━━ Source document

Ce projet est porté par l’INSERM.


Breast cancer is the most commonly diagnosed cancer in women world-wide, and metastatic breast cancer is the second leading cause of cancer-related deaths in American women. Breast cancer is classified into four distinct molecular subtypes based on the expression profile of estrogen receptor (ER), progesterone receptor (PR), and human epidermal growth factor receptor (HER2). In particular, triple-negative breast cancer (TNBC), characterized by the absence of ER, PR and no HER2 overexpression, is the most aggressive subtype of breast cancer. Also, HER2 positive defining a subgroup of breast tumors with aggressive behavior. Increased early screening, high-resolution imaging technology, and the design of effective chemotherapy, radiation, targeted, and immunotherapy sequences have extended patients’ lives significantly. However, the prognosis for patients with locally advanced and metastatic disease remains poor.

New therapies that promote anti-tumor immunity have been developed over the last decade. Most of these immunomodulatory approaches have focused on enhancing T-cell responses, either by targeting inhibitory pathways with immune checkpoint inhibitors, or by targeting activating pathways, as with chimeric antigen receptor T cells or bispecific antibodies. Although these therapies have led to unprecedented successes, only a minority of patients with cancer benefit from these treatments, highlighting the need to identify new cells and molecules that could be exploited in the next generation of immunotherapy. Harnessing innate immunity is emerging as a promising therapeutic approach to improving the efficacy of cancer treatment and overcoming resistance to current immunotherapies targeting T cells. In particular, harnessing NK cells in cancer patients presents the dual advantage of inducing the killing of tumor cells, but also of participating in a multicellular immune response against tumor cells. Correlations have been observed between patient clinical outcome and NK cell infiltration at the tumor bed or cytotoxicity of peripheral NK cells, in particular in breast cancer.

━━━━

▶ _Your task_
Pick up the passage on breast cancer and NK cell immunotherapy after its final sentence and carry it forward.

━━ Study material

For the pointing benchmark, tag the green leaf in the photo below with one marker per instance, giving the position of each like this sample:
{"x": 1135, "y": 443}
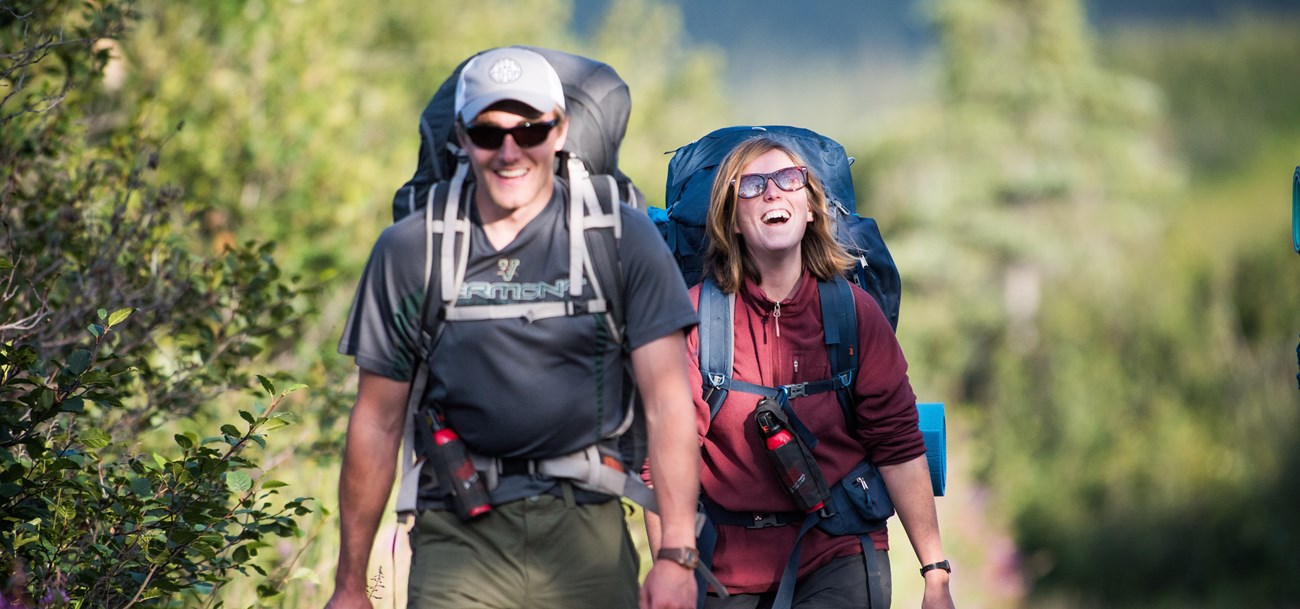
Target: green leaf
{"x": 95, "y": 439}
{"x": 74, "y": 404}
{"x": 78, "y": 362}
{"x": 238, "y": 482}
{"x": 120, "y": 315}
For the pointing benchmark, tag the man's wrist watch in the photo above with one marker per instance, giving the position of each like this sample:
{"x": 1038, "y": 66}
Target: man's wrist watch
{"x": 687, "y": 557}
{"x": 943, "y": 565}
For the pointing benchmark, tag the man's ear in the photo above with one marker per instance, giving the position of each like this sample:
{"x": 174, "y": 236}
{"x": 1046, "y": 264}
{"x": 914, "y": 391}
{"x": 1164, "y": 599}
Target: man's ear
{"x": 563, "y": 135}
{"x": 460, "y": 135}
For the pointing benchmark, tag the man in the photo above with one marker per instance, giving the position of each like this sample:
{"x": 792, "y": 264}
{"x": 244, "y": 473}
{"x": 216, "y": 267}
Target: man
{"x": 519, "y": 389}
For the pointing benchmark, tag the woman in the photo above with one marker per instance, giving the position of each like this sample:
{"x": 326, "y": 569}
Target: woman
{"x": 770, "y": 243}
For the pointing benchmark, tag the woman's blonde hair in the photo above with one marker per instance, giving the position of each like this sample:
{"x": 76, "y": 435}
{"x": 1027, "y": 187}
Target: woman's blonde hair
{"x": 727, "y": 259}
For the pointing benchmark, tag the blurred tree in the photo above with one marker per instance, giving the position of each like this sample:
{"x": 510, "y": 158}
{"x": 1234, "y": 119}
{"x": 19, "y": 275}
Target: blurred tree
{"x": 90, "y": 514}
{"x": 1114, "y": 333}
{"x": 1231, "y": 87}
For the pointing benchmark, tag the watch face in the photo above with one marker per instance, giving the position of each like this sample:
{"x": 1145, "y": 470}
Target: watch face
{"x": 687, "y": 557}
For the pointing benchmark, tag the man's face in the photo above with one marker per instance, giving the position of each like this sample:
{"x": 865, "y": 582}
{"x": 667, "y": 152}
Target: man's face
{"x": 512, "y": 176}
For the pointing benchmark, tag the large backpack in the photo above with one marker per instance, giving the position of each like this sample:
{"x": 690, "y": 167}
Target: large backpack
{"x": 690, "y": 177}
{"x": 597, "y": 104}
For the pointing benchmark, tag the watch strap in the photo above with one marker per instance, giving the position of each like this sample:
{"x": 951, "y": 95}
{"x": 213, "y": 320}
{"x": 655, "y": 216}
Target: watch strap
{"x": 932, "y": 566}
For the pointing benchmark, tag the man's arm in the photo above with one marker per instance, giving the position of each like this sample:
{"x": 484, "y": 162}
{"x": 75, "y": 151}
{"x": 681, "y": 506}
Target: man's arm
{"x": 365, "y": 482}
{"x": 661, "y": 372}
{"x": 914, "y": 500}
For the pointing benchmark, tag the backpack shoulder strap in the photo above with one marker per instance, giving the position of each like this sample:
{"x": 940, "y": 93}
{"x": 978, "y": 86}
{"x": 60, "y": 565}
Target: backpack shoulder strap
{"x": 840, "y": 328}
{"x": 602, "y": 230}
{"x": 430, "y": 325}
{"x": 715, "y": 344}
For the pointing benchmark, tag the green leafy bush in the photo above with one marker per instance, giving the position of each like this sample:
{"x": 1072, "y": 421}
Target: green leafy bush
{"x": 94, "y": 509}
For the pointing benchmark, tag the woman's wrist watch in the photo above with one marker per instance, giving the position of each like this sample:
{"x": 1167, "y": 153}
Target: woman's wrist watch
{"x": 687, "y": 557}
{"x": 943, "y": 565}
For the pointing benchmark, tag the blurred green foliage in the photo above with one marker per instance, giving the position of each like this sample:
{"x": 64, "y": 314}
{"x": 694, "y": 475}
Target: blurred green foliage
{"x": 92, "y": 513}
{"x": 1104, "y": 306}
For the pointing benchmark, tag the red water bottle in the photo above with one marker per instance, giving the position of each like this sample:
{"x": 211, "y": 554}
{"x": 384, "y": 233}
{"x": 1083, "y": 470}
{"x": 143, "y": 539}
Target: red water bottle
{"x": 793, "y": 465}
{"x": 456, "y": 471}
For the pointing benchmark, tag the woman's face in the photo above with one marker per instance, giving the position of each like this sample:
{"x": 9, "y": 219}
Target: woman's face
{"x": 772, "y": 223}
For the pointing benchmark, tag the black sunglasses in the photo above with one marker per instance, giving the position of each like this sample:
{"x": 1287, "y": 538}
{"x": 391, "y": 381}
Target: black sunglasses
{"x": 754, "y": 184}
{"x": 527, "y": 134}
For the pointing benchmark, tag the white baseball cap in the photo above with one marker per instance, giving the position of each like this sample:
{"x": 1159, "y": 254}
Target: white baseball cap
{"x": 507, "y": 73}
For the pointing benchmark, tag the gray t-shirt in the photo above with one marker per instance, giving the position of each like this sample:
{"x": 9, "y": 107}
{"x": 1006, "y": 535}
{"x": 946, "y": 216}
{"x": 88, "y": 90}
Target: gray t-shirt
{"x": 515, "y": 388}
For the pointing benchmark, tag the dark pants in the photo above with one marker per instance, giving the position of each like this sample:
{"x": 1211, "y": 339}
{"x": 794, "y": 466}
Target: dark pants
{"x": 840, "y": 584}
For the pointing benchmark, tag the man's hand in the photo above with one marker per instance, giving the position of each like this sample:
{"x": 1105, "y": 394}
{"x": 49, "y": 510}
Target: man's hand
{"x": 346, "y": 600}
{"x": 668, "y": 586}
{"x": 937, "y": 594}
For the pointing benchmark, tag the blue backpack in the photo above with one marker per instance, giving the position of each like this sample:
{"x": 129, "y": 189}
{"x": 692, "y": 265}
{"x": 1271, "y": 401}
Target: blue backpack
{"x": 690, "y": 177}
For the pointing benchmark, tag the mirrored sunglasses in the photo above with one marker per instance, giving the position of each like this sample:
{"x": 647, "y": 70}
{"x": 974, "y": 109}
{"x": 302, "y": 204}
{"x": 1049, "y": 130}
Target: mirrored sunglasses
{"x": 789, "y": 180}
{"x": 527, "y": 134}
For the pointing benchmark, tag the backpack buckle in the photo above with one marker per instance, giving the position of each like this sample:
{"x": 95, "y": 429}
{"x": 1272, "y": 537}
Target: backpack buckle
{"x": 796, "y": 391}
{"x": 765, "y": 519}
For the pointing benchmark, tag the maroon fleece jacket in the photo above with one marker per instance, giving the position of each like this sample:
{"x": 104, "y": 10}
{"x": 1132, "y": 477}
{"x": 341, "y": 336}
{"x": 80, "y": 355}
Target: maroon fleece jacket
{"x": 783, "y": 349}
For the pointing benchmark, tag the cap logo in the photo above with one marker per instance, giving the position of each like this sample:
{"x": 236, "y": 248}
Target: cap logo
{"x": 505, "y": 70}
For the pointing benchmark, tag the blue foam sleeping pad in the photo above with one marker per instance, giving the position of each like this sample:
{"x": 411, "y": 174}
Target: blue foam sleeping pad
{"x": 934, "y": 430}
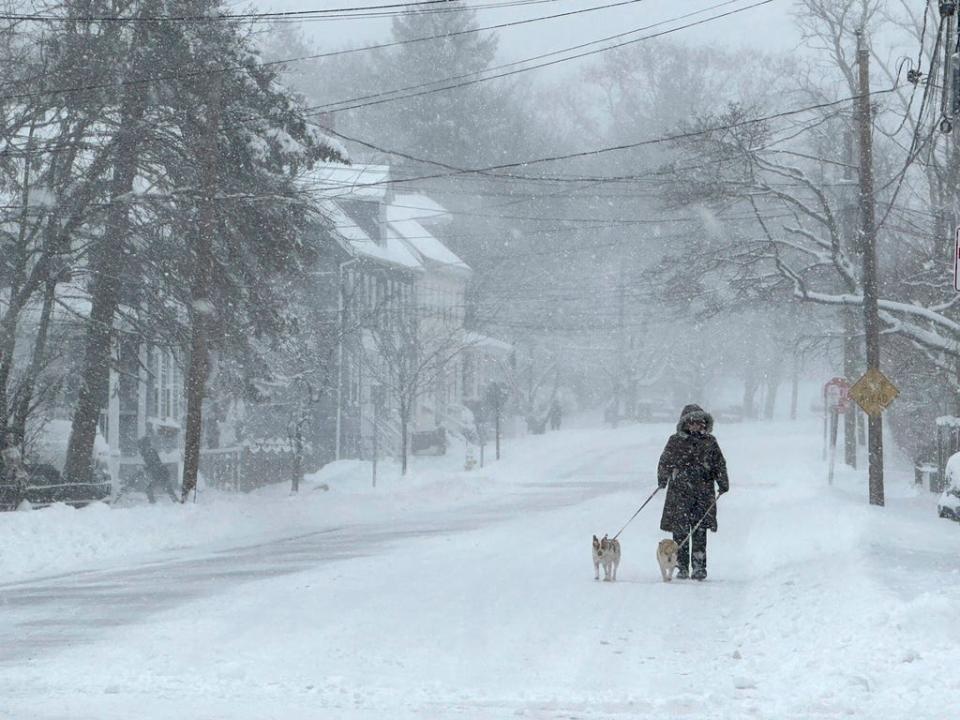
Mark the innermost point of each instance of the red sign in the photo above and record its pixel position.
(836, 394)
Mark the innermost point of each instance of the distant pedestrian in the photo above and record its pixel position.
(556, 415)
(157, 474)
(692, 468)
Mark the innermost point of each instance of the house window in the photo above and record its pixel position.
(176, 384)
(165, 381)
(153, 382)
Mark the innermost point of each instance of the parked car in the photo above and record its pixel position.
(45, 486)
(948, 506)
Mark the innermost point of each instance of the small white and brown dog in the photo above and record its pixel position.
(667, 552)
(607, 553)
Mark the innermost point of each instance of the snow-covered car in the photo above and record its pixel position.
(948, 506)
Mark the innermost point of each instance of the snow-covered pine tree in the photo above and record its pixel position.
(220, 198)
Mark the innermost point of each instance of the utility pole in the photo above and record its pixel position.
(868, 239)
(621, 367)
(850, 324)
(200, 305)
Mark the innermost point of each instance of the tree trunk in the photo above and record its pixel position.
(403, 439)
(107, 257)
(26, 391)
(795, 387)
(8, 327)
(750, 393)
(773, 384)
(201, 307)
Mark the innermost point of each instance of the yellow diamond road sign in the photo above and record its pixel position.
(873, 392)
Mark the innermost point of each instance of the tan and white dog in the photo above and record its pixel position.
(607, 553)
(667, 552)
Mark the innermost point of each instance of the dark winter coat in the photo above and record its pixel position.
(155, 470)
(691, 468)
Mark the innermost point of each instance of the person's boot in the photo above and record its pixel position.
(699, 566)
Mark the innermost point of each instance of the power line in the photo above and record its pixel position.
(594, 152)
(379, 98)
(183, 75)
(423, 6)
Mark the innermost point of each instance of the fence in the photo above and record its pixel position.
(948, 443)
(243, 468)
(44, 486)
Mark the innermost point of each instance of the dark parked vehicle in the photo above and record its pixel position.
(45, 486)
(948, 506)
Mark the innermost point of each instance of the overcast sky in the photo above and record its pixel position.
(769, 27)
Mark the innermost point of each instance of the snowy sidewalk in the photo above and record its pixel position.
(817, 606)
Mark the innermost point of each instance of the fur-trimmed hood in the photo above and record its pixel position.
(694, 412)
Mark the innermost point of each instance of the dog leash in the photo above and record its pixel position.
(655, 491)
(696, 527)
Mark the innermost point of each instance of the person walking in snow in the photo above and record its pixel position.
(692, 468)
(157, 474)
(556, 415)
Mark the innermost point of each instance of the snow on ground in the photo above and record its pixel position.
(471, 596)
(61, 538)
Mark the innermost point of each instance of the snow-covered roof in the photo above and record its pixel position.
(332, 180)
(358, 243)
(416, 206)
(428, 247)
(485, 342)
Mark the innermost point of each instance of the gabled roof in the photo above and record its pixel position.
(332, 180)
(416, 206)
(430, 250)
(403, 240)
(359, 244)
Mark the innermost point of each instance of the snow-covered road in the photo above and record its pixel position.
(817, 606)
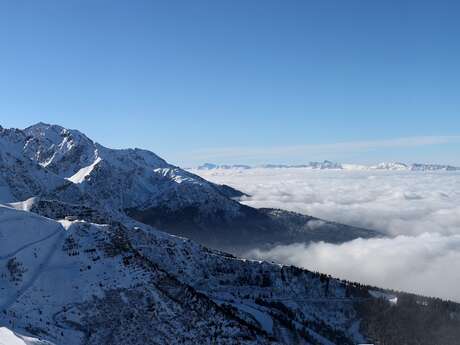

━━━━

▶ _Answer to the exercise_
We propose here to dissect the role of NK cells and type 1 innate lymphoid cells (ILC1s) in breast cancer with the aim of proposing innovative treatments in these diseases based on their manipulation using antibody-based drugs. This challenging project is conceived in order to define the heterogeneity of the NK cell and ILC1 compartments in luminal A/B and TBNC patients and to correlate with clinical outcomes. The results obtained in the frame of this project will also document, for the first time, the transcriptomic signature of NK cells and ILC1 in the context of HER2low/HER2+ metastatic breast cancer prior to and after Trastuzumab-Deruxtecan. In addition, we will evaluate the conception of a new treatment for HER2low/HER2+ breast tumor patients, which is a NK cell engager (NKCE) targeting HER2. NKCEs have the advantage of bringing NK cells and tumor cells together and are more potent than bi-specific mAbs currently used in clinics. We will also assess the potency of a NKCE in a tumor agnostic manner, as recent results have shown that trispecific antibodies that engage NK cells independently of a tumor antigen (TA) promote NK cell activation allowing in vivo tumor control, at some extent. As such, tumor agnostic NKCE are likely to be successful in others cancers beyond breast cancer.